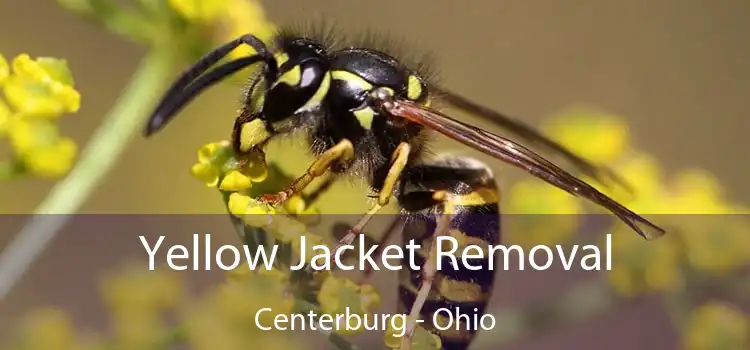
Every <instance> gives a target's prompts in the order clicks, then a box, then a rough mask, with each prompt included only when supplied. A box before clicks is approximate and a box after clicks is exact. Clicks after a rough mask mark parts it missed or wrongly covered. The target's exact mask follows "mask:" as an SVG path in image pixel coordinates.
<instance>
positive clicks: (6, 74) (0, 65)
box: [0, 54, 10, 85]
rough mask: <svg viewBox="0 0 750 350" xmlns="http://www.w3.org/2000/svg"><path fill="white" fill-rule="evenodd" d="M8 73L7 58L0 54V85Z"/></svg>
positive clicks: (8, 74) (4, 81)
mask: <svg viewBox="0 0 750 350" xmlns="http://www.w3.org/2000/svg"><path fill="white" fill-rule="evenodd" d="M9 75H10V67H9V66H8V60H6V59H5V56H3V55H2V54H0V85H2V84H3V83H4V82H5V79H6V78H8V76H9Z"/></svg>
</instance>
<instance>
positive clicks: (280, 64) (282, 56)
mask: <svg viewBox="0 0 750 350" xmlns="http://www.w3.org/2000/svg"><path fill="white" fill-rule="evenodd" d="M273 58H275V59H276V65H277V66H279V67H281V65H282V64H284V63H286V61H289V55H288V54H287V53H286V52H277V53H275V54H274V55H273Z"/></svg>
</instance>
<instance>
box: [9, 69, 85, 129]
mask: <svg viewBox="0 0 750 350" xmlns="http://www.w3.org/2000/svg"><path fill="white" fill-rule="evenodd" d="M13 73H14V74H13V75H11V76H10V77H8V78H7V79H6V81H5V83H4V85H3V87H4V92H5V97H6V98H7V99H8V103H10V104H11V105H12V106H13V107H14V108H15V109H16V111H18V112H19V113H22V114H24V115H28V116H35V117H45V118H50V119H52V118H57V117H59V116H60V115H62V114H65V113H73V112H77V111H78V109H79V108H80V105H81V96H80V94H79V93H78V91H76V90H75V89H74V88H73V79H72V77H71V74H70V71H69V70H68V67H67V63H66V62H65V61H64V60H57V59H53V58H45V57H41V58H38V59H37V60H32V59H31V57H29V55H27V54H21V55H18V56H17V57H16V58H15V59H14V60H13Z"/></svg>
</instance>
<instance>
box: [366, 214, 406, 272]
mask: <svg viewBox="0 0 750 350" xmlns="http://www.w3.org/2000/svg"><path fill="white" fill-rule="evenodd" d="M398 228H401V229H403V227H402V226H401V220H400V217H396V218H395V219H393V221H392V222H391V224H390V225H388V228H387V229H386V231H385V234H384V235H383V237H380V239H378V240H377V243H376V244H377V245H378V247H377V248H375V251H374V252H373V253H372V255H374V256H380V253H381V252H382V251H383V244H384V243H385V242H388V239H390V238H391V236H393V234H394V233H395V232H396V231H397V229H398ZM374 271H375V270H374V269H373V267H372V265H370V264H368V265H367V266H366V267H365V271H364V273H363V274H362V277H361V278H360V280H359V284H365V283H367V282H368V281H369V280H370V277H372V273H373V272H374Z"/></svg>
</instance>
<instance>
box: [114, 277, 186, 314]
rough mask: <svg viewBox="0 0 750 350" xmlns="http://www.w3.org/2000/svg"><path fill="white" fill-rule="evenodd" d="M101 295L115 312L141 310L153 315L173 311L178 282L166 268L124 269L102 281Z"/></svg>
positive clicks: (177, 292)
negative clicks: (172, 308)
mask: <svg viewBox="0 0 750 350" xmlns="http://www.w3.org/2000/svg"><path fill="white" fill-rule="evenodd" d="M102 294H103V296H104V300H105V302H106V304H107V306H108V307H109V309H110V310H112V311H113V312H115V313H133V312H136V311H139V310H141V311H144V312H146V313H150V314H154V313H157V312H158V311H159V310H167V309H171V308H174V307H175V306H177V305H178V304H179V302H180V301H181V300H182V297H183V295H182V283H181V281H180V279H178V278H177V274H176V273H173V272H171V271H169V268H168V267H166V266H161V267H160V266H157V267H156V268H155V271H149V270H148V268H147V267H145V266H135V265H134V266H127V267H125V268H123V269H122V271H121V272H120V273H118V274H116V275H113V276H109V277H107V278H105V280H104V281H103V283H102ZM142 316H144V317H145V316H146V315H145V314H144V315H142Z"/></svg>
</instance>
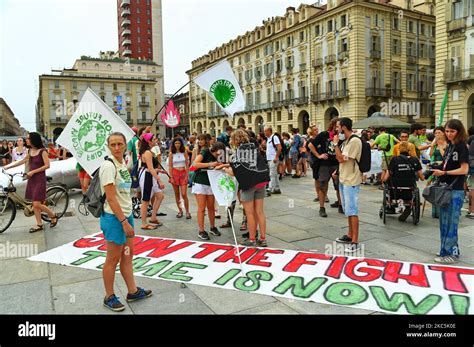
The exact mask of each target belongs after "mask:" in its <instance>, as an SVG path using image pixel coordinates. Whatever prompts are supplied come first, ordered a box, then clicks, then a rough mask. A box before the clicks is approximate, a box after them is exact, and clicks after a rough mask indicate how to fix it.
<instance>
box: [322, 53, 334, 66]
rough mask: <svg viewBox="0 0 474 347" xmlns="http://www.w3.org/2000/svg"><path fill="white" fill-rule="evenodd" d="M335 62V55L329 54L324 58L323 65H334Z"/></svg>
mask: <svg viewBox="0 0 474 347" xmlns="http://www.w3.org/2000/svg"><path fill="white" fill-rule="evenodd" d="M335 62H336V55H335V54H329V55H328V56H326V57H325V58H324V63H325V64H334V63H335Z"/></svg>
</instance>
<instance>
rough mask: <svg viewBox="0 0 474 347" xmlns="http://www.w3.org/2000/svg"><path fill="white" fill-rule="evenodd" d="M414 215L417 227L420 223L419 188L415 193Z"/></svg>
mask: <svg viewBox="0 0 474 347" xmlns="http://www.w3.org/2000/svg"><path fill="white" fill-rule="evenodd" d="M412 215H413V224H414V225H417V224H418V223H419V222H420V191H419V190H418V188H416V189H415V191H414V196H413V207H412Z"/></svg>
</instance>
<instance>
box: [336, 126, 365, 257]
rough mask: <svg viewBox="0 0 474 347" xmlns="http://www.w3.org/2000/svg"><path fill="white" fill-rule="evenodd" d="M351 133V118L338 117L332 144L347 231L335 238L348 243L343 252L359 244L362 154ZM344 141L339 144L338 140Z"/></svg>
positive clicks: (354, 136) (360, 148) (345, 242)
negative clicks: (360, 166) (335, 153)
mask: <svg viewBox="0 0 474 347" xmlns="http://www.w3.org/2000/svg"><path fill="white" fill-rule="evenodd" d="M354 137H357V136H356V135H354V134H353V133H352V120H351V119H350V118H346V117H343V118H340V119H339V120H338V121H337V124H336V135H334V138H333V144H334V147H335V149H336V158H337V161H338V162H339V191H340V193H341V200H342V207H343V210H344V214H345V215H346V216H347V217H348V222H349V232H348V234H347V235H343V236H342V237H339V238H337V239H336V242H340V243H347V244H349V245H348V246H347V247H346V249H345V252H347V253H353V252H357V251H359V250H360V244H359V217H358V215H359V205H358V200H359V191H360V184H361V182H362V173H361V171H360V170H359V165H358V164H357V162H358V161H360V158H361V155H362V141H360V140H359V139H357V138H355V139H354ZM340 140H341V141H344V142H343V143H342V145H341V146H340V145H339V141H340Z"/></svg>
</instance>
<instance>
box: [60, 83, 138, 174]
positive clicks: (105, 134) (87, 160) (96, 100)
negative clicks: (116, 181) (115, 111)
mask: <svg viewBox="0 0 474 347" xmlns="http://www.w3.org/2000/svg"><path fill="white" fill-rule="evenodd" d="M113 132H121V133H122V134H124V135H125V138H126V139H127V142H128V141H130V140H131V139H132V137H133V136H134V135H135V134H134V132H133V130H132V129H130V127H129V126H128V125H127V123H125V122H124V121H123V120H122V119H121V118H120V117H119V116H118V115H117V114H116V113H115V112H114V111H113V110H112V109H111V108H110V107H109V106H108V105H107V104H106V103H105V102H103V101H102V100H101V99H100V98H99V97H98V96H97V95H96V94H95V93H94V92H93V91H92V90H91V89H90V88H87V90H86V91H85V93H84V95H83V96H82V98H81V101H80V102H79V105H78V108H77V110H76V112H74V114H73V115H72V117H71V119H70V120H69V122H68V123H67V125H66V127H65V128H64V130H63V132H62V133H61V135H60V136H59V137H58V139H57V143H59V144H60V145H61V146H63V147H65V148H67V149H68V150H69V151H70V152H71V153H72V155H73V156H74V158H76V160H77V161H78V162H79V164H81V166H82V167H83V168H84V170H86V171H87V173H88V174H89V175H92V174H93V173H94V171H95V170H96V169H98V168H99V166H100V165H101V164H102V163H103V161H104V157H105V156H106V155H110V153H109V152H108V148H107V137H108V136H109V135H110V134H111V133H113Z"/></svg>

- - - - - - -

● Aim of the task:
Find every line in the material above that contains the word "coordinates", and copy each of those lines out in full.

● Response for this exercise:
Every <instance> gives a target's prompts in the order clicks, then a box, then a rough mask, with each prompt included only when supplied. A box before clicks is approximate and a box after clicks is exact. Clicks after a rough mask mark parts it missed or wrongly covered. The target's exact mask follows "mask:" as an SVG path in image pixel coordinates.
The exact mask of each target belongs after "mask:" in its <instance>, as an SVG path using image pixel coordinates. Whatever prompts are supplied come first, ordered a box, then clicks, then a rough mask. A box before the clicks is approximate, a box after them is exact, and clicks after a rough mask indicate how to fix it.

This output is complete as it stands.